_SET PROBLEM:_
For each statement below, state whether it agrees with the page extract about EAA, answering yes or no and quoting the words of the extract that decide it. 1. BOAC sought an early redemption of its investment beginning in 1965. 2. The faster aircraft used for international flights ended their routes in Dar-es-Salaam. 3. Kenya granted Pan Am rights out of Nairobi in return for the construction of a hotel complex.

_PAGE EXTRACT:_

####################

Criticism of the pre-independence era intensified and in pursuit of Africanisation, there was agitation for the removal of non-Europeans from the EAA board and this included the slot for a BOAC member. BOAC ascented to it but, in view of the fact that they would be stripped of a say in the affairs of the Airways, they now required a premature redemption of their £11million investment from 1965 (worth £227,964,157.71 in 2020). This, they did, knowing that the airline would not have the capacity for it, till at least 1968.
Realising this fix, the East African Nations were forced to increase their contributions to the airline; taking three years to pay up the balance. All previous focus having been placed solely on eliminating BOAC participation, assessment of the airline’s capitalisation was grossly ignored even as it continued to fall short of revenue, more so as the 1970s dawned. The airline resorted to and relied heavily upon borrowing which further aggravated its situation. And as it struggled to pay up the loans, member states once more found their arms twisted into injecting more funds to keep this amorphous project alive.
More still, Tanganyika remonstrated the fact that the faster aircrafts used for international flights terminated in Nairobi, leaving passengers bound for other East African destinations such as Dar-es-Salaam, to travel slow. And this discrimination, they argued, had economic ramifications.
Following the inauguration of the Organisation of African Unity in 1963, Pan American Airlines declared interest in a route from East to West Africa which EAA had initially and successfully opposed. Kenya however, unilaterally provided rights out of Nairobi into West Africa for Pan Am in exchange for the building of an Intercontinental Hotel complex. This naturally generated a lot of resentment against the nation while undermining the ability of EAA to compete favourably in this route. The influences that overrode the East African Community could be seen at work in EAA.
Reading between the lines.
The test of transnational unity, in many ways than one, was a reflection of the national turmoil in each of the East African nations. The ‘Ujamaa’ policy was a version of Socialism implemented in Tanzania by then President, Julius Nyerere. The Kiswahili word ‘Ujamaa’ translates directly to ‘familyhood’, which denotes a premise of cooperation; economic development that relied on selflessness; capacity for which, sometimes, human nature falls short. Needless to say, Ujamaa failed and it’s Kenyan equivalent, ‘Harambee’ (collective effort- channeled towards building the nation. Launched by then president, Mzee Jomo Kenyatta), was abandoned. Could this have been due to an inherent human inclination towards self advancement before all else or were these leaders’ efforts frustrated by forces of Capitalism from the other end of the Iron Curtain? Either way this ideological failiure forbode a calamitous fate for EAAC that also realied on compromise and cooperation for collective good.

####################

_INFORMATION SHOWN:_
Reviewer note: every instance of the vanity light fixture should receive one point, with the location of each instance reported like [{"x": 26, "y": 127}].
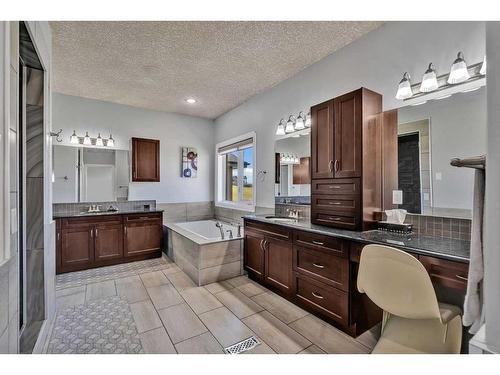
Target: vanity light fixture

####################

_SOLUTION TO THE EXERCISE:_
1. Yes: "they now required a premature redemption of their £11million investment from 1965"
2. No: "the faster aircrafts used for international flights terminated in Nairobi"
3. Yes: "unilaterally provided rights out of Nairobi into West Africa for Pan Am in exchange for the building of an Intercontinental Hotel complex"